# Records to use
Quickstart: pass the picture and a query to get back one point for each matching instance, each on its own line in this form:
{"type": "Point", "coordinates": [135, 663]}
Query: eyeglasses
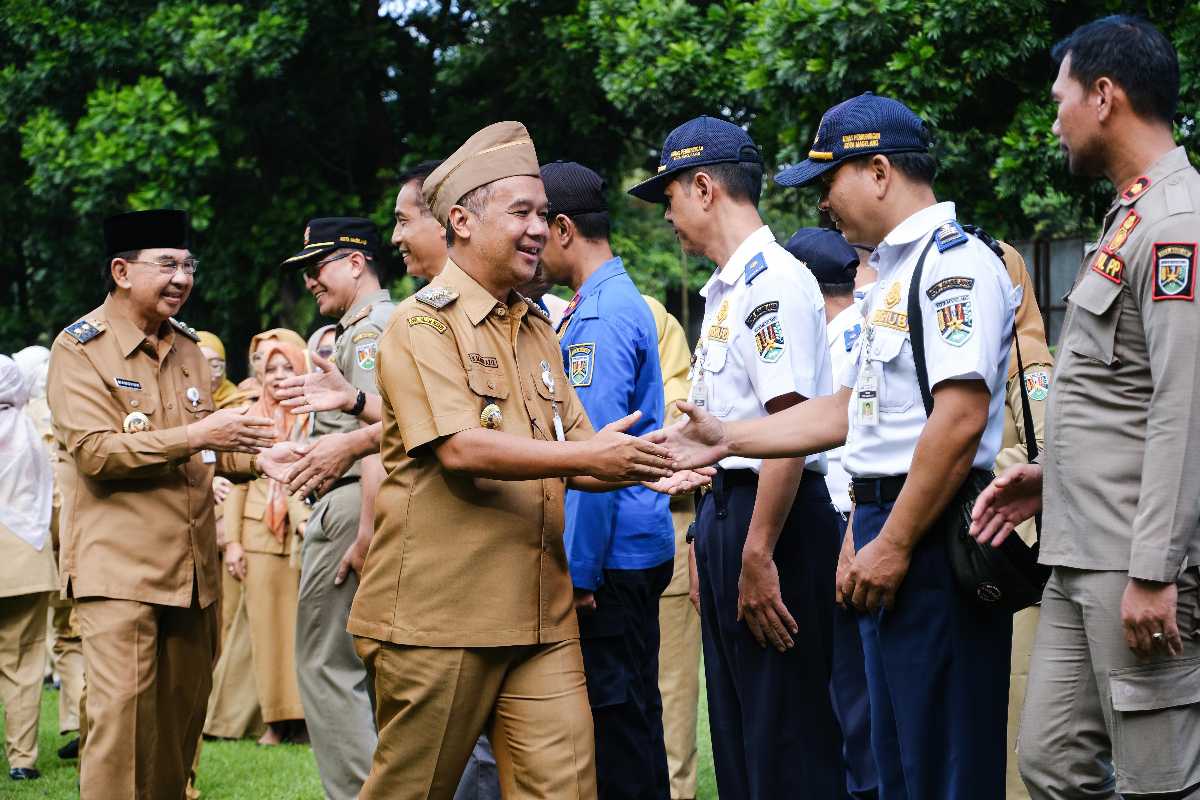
{"type": "Point", "coordinates": [168, 265]}
{"type": "Point", "coordinates": [315, 270]}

# Problem to solve
Rewrite all the items above with "instance" replaced by "object" and every other part left as it is. Leave the pictures out of your answer.

# Response
Quickstart: pass the picture and a query to get back one point for each matching object, each on its own line in this form:
{"type": "Point", "coordinates": [135, 663]}
Query: eyeglasses
{"type": "Point", "coordinates": [168, 265]}
{"type": "Point", "coordinates": [315, 270]}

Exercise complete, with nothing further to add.